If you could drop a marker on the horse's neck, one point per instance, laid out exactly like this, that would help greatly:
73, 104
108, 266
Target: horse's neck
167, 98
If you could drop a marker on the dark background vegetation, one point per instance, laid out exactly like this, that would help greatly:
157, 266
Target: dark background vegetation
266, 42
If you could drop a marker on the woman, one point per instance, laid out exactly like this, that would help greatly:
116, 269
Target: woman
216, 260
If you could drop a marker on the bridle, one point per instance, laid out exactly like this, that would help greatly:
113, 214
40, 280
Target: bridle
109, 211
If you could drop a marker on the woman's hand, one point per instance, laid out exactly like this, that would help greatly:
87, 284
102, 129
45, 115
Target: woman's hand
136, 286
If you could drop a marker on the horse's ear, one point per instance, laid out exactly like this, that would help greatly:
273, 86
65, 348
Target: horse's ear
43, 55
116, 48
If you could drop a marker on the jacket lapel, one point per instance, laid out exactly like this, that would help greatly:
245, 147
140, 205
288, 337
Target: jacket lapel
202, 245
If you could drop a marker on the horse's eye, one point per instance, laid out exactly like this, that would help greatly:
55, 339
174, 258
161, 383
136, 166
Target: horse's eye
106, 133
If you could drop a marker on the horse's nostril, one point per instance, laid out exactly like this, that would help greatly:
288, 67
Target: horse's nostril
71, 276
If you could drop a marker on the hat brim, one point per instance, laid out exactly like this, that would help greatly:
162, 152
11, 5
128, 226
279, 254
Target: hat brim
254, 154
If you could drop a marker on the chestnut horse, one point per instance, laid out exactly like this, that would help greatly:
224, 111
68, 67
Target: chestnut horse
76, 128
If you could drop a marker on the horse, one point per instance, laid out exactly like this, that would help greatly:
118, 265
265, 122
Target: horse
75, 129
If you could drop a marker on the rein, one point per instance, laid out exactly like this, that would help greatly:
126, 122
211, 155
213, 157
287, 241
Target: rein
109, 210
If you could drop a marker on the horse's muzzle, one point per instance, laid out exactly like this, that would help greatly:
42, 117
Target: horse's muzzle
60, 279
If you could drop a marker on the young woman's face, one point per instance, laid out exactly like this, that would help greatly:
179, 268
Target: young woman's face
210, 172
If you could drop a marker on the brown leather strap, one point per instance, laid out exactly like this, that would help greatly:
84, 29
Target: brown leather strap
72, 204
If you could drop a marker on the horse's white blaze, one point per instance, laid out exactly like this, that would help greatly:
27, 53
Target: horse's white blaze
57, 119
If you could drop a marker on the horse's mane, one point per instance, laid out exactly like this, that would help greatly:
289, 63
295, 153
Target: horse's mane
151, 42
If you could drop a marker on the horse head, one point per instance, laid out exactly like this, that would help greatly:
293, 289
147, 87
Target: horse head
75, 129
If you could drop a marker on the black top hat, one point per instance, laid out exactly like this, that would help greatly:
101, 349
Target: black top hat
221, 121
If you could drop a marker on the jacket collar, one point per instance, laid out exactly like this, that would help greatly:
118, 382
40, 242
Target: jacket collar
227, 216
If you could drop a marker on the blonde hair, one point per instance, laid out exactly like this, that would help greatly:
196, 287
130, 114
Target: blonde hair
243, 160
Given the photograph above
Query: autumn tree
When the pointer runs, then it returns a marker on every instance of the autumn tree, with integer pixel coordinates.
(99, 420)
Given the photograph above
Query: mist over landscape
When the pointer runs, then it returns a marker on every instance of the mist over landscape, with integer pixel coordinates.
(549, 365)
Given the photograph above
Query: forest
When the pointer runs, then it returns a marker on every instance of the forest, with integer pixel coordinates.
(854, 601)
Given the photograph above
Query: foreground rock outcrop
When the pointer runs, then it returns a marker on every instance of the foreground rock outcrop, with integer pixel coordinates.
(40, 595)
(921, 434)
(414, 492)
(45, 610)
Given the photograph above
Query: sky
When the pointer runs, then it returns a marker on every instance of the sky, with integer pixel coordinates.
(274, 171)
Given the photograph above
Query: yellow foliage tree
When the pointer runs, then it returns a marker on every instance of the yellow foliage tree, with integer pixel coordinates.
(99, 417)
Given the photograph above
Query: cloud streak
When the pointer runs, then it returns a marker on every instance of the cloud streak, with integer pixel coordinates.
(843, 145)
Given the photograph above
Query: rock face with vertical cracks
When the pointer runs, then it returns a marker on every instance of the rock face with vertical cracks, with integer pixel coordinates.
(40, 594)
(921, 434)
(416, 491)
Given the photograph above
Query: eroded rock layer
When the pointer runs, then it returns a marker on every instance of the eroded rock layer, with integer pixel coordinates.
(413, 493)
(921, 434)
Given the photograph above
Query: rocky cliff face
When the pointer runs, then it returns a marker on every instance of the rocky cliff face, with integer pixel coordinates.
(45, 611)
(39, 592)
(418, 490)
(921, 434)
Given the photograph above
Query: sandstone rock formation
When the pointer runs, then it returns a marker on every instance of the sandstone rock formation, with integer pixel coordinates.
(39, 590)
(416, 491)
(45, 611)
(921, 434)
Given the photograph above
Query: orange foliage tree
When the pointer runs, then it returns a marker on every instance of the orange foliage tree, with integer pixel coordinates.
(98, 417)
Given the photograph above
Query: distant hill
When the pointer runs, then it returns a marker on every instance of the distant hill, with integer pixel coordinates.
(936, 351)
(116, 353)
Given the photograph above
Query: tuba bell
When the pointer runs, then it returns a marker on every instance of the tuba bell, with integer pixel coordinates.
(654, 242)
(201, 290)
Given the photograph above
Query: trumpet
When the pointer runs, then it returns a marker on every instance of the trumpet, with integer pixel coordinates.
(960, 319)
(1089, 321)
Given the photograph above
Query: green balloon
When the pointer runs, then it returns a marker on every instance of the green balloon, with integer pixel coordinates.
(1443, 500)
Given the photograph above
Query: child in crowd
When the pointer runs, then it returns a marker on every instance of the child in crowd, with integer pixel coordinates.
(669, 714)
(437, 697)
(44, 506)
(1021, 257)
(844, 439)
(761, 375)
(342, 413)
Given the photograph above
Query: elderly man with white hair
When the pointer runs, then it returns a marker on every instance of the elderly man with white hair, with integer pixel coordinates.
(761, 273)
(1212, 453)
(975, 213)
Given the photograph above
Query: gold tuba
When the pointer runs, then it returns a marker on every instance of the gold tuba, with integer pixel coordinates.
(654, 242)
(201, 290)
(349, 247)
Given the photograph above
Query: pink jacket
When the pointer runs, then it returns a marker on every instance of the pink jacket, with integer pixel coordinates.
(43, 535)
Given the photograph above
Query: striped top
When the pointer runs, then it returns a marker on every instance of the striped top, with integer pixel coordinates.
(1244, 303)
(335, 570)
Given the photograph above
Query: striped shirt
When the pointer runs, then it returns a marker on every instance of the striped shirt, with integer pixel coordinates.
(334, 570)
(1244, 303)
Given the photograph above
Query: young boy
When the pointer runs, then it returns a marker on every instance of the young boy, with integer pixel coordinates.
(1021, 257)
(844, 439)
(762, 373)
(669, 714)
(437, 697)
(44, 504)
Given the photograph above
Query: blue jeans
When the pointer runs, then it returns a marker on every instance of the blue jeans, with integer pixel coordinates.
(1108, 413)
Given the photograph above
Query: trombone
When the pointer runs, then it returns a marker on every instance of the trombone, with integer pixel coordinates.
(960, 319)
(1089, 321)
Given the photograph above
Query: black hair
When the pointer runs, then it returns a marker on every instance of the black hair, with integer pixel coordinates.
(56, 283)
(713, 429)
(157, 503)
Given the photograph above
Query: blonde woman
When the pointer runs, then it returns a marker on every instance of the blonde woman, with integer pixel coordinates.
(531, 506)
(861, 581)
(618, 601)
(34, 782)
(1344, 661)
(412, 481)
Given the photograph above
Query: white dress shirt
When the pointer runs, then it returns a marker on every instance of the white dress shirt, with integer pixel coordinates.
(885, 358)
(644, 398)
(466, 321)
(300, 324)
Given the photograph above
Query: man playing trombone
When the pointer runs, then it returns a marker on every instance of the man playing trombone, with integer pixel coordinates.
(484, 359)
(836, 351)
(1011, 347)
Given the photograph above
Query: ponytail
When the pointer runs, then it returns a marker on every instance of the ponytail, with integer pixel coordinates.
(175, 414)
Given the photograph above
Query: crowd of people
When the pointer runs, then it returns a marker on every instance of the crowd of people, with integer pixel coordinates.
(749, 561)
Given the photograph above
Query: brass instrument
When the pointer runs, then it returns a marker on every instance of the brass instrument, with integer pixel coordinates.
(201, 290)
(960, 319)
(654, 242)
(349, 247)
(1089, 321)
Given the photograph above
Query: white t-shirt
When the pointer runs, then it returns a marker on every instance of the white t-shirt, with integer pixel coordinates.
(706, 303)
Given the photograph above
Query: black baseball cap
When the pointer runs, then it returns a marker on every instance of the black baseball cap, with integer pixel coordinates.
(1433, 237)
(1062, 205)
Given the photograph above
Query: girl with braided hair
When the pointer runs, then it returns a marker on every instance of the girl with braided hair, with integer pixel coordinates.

****************************************

Work order | Check every line above for the string "braided", and copy the ones that have it.

Solved exercise |
Query: girl with braided hair
When the pointer runs, then it returns a marker on every instance of the girl with braided hair, with integer pixel coordinates.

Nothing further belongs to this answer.